Requirement: Copy out the entries below line for line, keeping every character exactly as it stands.

Material provided:

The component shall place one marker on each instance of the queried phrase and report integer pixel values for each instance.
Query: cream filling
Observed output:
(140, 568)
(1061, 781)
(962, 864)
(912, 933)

Result below:
The component shall place one marker on each instance of the queried phrase and report integer pixel values for each instance.
Query: cream filling
Observed output:
(140, 568)
(1061, 781)
(962, 864)
(912, 933)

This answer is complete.